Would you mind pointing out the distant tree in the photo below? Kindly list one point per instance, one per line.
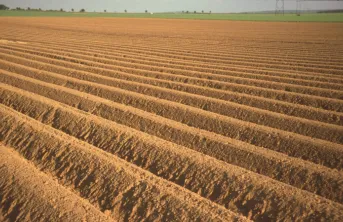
(4, 7)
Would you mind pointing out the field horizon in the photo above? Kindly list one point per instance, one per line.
(170, 120)
(288, 17)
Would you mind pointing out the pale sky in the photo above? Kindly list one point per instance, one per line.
(168, 5)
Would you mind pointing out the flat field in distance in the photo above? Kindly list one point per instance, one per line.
(305, 17)
(132, 119)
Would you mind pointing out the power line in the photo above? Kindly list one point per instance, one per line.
(280, 5)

Exercise instructions -
All lines from the one with "Would you mind pointing out the field" to the end of the records must be set down exactly. Skip every line before it.

Response -
Would you mind pointing out the field horizon in the photo above? Kindly list one point per instance, one per line.
(170, 120)
(288, 17)
Would you mind pointing out the pale sky in the photo above? Kindly list one point per instance, one per line.
(168, 5)
Would you mind pointing out the flat field in distance in the photo above? Kindly list one point per instance, one per line.
(305, 17)
(132, 119)
Would you mind pointing out the power line in the photo above? Kindly list one point per instance, one per line.
(280, 5)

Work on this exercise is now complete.